EXERCISE — Find the word "elephant" in the listing. Copy out each line where it occurs.
━━━━━━━━
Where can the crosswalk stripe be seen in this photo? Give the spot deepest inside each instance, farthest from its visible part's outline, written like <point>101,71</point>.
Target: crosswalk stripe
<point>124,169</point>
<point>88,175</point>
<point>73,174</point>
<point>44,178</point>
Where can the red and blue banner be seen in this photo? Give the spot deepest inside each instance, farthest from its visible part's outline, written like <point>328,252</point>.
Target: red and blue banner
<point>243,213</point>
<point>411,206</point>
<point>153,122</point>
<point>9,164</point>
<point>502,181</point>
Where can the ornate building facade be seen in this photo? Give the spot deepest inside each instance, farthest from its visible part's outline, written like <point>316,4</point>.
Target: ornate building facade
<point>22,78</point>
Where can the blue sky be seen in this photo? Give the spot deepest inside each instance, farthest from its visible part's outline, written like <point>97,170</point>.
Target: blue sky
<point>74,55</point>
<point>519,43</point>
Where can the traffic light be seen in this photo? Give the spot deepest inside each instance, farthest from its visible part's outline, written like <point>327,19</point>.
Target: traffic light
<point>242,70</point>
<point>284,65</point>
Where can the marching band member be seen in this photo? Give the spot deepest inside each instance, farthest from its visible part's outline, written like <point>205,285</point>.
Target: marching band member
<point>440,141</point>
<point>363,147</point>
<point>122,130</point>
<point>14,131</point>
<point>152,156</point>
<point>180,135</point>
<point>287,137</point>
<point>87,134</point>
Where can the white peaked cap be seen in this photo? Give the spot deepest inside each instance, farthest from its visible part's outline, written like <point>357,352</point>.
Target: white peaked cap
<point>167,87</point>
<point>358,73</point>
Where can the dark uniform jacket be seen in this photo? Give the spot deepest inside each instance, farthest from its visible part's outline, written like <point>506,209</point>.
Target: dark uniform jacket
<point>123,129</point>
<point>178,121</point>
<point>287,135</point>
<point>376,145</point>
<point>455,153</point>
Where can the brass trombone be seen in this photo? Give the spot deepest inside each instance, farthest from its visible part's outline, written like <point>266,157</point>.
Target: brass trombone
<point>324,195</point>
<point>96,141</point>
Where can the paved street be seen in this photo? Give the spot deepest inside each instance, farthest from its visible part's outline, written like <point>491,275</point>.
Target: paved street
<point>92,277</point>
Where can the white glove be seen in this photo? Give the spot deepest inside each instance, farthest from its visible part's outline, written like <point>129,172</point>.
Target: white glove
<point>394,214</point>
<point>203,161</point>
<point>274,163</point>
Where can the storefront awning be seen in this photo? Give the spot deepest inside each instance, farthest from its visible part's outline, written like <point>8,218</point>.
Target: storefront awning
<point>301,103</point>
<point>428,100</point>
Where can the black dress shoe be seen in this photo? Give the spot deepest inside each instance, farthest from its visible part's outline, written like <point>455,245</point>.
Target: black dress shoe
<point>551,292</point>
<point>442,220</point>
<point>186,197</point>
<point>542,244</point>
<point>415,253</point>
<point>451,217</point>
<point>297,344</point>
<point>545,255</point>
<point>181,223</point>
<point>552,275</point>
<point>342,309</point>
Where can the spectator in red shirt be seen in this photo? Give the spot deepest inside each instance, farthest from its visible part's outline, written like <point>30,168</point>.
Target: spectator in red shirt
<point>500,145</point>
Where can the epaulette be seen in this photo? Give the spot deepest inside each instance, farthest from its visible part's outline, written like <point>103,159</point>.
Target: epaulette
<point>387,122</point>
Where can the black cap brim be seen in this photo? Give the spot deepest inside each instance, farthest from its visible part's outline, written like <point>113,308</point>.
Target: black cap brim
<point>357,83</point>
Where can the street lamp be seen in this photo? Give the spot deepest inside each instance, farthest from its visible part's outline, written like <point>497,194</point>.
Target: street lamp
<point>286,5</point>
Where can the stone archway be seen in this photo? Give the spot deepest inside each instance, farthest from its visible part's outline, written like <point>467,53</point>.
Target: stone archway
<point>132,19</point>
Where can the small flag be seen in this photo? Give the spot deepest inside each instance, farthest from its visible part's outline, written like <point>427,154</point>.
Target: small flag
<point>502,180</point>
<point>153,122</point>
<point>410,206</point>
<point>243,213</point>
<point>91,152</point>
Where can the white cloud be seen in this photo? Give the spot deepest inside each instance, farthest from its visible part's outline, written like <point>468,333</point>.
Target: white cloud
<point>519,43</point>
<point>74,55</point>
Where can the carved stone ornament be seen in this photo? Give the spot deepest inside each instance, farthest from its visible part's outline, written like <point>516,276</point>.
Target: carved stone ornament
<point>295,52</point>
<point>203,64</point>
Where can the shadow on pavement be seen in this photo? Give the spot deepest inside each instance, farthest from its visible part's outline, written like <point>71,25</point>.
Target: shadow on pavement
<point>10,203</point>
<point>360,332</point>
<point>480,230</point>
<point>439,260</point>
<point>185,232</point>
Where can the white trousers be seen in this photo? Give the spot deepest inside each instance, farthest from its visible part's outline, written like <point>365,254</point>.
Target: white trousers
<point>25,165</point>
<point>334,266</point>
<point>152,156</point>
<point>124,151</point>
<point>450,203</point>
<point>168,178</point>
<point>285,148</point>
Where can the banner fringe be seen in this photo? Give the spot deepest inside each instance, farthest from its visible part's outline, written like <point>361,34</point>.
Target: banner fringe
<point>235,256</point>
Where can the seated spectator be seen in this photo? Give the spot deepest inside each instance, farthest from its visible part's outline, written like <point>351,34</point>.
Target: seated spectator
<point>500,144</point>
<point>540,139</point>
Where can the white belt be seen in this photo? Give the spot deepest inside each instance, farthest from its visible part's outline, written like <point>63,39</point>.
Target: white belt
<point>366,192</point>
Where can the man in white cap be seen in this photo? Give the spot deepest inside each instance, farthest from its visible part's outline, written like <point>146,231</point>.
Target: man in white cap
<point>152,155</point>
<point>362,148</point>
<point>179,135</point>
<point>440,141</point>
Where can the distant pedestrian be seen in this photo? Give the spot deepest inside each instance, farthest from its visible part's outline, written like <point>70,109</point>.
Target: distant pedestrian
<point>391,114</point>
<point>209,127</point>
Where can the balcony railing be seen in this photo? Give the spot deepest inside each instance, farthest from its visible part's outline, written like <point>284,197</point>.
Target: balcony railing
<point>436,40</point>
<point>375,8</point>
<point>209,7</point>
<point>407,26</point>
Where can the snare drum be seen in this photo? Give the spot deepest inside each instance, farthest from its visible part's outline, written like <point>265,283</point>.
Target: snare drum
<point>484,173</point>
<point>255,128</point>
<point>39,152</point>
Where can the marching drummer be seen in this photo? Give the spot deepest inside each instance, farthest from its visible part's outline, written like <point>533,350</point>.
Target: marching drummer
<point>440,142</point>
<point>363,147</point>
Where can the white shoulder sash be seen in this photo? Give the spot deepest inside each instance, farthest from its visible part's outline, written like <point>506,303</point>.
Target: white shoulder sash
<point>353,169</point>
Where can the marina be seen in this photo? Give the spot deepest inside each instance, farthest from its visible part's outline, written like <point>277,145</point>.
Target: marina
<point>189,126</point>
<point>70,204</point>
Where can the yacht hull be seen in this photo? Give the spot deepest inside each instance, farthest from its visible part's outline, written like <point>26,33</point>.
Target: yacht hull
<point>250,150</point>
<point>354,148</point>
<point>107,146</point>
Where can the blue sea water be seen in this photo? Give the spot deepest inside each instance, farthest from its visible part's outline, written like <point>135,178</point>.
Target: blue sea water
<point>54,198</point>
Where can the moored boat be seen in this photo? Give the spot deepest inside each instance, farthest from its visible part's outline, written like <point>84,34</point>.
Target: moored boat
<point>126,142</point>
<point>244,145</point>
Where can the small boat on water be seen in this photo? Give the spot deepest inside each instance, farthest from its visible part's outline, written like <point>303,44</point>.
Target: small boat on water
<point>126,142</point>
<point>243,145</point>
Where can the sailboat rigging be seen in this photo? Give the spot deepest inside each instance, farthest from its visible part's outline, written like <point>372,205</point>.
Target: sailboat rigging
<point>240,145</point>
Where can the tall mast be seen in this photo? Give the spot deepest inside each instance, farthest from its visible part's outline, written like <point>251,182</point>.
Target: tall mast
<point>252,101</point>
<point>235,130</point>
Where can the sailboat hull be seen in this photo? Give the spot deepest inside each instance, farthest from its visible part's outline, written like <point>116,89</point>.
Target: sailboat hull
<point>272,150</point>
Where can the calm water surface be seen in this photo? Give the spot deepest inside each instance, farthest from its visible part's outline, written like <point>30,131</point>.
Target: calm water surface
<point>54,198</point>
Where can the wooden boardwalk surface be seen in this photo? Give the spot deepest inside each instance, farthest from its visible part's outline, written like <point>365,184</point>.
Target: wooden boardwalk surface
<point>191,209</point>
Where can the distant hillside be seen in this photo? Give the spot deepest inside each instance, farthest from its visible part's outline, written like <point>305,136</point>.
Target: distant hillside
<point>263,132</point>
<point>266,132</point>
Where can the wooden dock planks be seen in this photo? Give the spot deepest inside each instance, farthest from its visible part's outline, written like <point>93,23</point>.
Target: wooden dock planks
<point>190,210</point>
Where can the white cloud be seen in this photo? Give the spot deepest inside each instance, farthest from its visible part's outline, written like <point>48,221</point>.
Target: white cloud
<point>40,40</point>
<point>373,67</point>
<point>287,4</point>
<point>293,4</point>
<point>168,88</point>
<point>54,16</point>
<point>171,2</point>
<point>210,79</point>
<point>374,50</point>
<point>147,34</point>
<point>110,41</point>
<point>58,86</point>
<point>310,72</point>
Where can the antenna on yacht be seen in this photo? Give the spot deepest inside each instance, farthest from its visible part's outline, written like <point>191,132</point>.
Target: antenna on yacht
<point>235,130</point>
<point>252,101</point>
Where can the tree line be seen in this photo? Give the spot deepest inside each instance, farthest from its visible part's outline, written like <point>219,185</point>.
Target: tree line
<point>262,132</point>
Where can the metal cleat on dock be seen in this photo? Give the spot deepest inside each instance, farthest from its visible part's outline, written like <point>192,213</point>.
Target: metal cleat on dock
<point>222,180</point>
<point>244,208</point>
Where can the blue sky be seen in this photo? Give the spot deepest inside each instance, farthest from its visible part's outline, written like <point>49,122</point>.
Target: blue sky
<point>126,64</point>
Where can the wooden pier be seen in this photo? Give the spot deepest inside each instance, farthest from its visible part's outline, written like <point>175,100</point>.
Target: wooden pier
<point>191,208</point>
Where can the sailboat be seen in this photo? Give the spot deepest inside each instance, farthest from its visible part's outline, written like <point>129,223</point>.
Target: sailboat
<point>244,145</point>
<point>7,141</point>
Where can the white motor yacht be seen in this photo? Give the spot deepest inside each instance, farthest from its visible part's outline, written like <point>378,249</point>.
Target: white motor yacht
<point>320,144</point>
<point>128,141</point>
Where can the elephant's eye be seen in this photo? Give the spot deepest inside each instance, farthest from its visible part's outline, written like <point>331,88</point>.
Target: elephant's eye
━━━━━━━━
SOLUTION TO THIS EXERCISE —
Where can the elephant's eye be seen in this photo? Give the spot deepest inside each instance, farthest from its visible part's outline, written like <point>331,88</point>.
Target: elephant's eye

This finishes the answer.